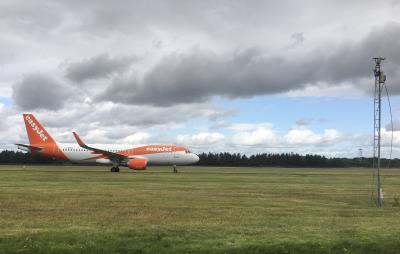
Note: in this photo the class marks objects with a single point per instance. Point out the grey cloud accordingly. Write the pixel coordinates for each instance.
(106, 114)
(38, 91)
(101, 66)
(196, 77)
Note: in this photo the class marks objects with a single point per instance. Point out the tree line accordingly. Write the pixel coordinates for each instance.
(231, 159)
(287, 160)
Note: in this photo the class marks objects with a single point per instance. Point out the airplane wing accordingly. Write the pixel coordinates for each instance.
(110, 155)
(32, 148)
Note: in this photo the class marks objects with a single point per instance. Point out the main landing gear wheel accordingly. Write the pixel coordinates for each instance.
(115, 169)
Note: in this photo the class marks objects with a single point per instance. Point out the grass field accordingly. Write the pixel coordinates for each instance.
(72, 209)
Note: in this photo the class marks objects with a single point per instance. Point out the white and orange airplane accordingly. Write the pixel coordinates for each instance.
(136, 157)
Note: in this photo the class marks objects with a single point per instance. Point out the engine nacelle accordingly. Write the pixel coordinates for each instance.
(137, 164)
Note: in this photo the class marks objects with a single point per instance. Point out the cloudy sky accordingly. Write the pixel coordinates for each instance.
(237, 76)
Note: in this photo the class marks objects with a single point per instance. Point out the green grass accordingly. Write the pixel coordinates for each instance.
(72, 209)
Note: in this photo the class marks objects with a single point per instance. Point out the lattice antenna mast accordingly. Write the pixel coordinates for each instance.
(380, 79)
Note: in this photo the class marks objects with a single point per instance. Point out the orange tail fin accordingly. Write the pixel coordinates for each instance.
(37, 135)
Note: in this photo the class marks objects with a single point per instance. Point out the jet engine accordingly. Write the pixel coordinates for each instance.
(137, 164)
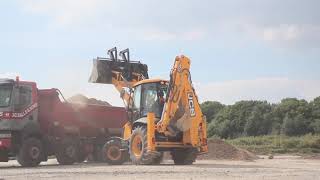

PROBLEM TO WORK ON » From the material above, select and copy in full every line that contains the word "airplane".

ANSWER TO THE EXERCISE »
Note: in this photo the class marks objects with a single point per instance. Point out the airplane wing accordingly. Write the pixel coordinates for each instance.
Note: in this photo the class marks objects with a single point per instance. Point out the white and orange airplane accordingly. Write the pixel coordinates for each instance.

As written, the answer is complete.